§ **EXCERPTED RECORDS**:

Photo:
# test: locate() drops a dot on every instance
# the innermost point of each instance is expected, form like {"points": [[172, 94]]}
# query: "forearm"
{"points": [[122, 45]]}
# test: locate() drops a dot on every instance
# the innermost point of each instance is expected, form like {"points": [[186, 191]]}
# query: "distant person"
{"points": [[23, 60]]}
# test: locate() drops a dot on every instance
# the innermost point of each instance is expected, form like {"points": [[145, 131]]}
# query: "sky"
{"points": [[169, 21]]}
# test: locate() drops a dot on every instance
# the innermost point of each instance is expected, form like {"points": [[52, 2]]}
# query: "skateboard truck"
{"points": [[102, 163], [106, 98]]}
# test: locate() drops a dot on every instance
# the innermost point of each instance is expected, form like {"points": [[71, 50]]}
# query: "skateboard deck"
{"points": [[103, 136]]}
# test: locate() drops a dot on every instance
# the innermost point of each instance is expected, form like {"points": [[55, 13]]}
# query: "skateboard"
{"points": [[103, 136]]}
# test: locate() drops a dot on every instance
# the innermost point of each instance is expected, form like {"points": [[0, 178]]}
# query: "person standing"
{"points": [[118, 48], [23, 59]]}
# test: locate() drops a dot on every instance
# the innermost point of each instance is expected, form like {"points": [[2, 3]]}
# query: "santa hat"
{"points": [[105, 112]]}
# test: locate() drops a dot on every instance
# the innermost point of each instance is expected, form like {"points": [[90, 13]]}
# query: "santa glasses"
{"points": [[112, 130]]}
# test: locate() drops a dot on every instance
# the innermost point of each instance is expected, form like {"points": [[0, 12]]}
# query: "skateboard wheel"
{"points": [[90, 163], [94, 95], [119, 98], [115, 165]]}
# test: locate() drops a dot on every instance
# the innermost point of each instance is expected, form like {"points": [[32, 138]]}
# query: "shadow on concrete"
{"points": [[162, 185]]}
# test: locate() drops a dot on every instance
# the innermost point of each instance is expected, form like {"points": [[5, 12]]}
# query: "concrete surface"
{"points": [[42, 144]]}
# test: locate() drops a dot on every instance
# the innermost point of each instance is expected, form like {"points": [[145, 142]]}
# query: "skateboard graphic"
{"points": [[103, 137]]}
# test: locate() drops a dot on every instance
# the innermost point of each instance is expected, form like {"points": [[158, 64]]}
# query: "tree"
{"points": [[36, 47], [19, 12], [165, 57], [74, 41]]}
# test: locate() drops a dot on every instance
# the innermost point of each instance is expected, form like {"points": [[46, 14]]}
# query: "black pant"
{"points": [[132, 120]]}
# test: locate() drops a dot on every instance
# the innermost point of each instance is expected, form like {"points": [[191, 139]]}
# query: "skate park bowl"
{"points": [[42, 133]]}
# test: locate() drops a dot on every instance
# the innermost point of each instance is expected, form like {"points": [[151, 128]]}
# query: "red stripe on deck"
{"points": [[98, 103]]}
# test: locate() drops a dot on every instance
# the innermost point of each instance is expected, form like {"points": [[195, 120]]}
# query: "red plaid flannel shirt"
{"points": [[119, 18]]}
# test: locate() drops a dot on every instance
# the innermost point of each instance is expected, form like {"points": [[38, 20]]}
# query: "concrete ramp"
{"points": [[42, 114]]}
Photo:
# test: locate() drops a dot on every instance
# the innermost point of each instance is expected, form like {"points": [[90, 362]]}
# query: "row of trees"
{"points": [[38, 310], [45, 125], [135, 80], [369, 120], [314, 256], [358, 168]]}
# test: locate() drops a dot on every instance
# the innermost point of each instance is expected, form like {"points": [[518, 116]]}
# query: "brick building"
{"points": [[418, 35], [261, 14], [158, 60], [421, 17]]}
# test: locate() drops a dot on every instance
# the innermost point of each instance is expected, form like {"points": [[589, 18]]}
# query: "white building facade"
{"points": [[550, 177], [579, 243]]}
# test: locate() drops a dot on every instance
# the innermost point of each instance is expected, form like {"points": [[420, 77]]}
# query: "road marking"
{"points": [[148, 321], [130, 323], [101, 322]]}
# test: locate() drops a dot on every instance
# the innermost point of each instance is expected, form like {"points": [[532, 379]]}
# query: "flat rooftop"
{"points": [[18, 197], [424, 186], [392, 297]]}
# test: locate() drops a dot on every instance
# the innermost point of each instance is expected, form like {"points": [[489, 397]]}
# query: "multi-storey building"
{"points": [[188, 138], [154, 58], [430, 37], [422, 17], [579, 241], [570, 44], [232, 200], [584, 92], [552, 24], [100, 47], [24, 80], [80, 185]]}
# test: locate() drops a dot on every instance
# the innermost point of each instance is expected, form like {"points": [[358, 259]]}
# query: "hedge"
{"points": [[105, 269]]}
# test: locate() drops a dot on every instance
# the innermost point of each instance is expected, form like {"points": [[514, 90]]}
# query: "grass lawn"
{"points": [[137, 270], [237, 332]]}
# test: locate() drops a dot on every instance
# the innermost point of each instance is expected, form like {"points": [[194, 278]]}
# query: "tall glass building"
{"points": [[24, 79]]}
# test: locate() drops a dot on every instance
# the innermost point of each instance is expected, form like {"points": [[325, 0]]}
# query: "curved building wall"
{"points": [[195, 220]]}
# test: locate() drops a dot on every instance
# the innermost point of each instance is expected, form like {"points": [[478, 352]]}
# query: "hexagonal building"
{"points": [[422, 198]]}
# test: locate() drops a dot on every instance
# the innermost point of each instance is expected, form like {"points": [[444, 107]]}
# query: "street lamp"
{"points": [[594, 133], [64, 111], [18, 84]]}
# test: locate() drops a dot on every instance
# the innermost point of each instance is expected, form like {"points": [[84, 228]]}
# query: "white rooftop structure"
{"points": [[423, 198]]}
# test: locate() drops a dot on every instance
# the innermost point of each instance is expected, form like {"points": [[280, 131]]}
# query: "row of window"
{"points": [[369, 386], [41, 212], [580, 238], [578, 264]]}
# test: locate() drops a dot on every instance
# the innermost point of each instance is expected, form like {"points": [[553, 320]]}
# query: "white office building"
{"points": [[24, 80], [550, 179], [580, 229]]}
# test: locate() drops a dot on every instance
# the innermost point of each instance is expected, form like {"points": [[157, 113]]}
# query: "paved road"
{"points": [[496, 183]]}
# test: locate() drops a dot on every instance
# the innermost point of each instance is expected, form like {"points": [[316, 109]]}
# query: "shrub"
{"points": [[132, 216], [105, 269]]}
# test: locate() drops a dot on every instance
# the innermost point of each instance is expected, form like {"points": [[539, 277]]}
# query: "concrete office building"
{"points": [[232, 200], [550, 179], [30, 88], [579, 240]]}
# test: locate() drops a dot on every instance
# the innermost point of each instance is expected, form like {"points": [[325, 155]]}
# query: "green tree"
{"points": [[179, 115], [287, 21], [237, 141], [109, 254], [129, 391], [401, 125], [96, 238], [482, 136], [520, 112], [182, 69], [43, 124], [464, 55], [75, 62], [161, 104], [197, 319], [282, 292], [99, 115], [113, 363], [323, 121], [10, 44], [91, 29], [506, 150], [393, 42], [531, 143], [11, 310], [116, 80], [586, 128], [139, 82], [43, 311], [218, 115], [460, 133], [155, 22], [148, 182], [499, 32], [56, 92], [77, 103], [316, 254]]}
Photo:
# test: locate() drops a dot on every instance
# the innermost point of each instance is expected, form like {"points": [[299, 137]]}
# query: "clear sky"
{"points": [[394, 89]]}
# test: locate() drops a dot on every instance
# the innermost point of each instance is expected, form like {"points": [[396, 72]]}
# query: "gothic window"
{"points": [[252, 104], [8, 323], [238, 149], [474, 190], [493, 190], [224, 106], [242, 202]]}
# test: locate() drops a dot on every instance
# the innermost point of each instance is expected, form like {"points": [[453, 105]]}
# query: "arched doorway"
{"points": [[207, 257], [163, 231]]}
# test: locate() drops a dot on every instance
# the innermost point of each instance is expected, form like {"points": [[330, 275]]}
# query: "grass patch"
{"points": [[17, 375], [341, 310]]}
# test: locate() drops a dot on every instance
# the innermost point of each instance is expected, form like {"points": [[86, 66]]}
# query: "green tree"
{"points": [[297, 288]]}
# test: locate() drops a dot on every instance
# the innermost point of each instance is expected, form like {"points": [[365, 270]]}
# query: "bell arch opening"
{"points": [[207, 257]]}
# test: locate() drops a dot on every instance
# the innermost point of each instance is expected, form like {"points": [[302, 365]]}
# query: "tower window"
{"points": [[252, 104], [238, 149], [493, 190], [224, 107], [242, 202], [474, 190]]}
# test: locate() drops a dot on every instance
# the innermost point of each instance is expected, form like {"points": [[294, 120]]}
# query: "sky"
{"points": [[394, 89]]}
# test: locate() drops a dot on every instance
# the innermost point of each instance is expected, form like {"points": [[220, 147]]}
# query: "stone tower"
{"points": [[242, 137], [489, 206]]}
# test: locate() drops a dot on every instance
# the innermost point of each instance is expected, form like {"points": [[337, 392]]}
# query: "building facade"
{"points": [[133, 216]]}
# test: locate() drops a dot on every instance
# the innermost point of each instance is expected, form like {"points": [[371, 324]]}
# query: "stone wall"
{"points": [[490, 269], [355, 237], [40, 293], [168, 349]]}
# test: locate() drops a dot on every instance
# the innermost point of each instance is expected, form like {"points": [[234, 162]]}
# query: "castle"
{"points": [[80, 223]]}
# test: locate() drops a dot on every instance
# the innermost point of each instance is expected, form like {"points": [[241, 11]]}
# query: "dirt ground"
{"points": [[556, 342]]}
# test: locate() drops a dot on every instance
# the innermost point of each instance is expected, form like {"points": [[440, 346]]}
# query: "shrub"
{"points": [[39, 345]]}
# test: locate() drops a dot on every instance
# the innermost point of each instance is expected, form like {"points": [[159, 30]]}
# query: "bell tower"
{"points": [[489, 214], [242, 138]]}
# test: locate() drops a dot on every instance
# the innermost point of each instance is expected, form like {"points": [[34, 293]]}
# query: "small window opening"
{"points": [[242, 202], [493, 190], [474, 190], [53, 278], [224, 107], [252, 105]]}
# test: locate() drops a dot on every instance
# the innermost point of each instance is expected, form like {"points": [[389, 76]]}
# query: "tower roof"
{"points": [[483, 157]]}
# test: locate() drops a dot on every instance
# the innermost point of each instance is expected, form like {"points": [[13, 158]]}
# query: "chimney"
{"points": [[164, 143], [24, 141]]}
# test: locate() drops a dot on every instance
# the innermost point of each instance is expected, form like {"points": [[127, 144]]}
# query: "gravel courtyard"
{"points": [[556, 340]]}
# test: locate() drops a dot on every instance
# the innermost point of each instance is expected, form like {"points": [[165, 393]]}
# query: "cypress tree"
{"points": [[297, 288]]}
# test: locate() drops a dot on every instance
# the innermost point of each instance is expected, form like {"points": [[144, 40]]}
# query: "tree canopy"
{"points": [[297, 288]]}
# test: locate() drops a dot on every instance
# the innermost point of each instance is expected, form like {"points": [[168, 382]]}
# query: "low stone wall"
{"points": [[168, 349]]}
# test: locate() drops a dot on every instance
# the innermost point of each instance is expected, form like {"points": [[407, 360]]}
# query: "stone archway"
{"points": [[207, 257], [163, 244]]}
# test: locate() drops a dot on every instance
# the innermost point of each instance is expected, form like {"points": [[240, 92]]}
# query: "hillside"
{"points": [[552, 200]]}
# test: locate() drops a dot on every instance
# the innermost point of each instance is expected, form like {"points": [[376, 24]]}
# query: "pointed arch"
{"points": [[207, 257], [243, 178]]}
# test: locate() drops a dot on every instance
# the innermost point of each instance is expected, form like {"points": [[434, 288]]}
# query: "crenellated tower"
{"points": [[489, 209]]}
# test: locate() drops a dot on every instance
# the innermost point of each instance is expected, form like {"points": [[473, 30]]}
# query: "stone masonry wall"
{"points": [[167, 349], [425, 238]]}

§ **TASK TO COMPLETE**:
Show every line in the records above that contains the string "skateboard", treating case as significant.

§ **FINISHED EXERCISE**:
# query: "skateboard truck"
# query: "skateboard deck"
# query: "skateboard"
# query: "skateboard wheel"
# query: "skateboard graphic"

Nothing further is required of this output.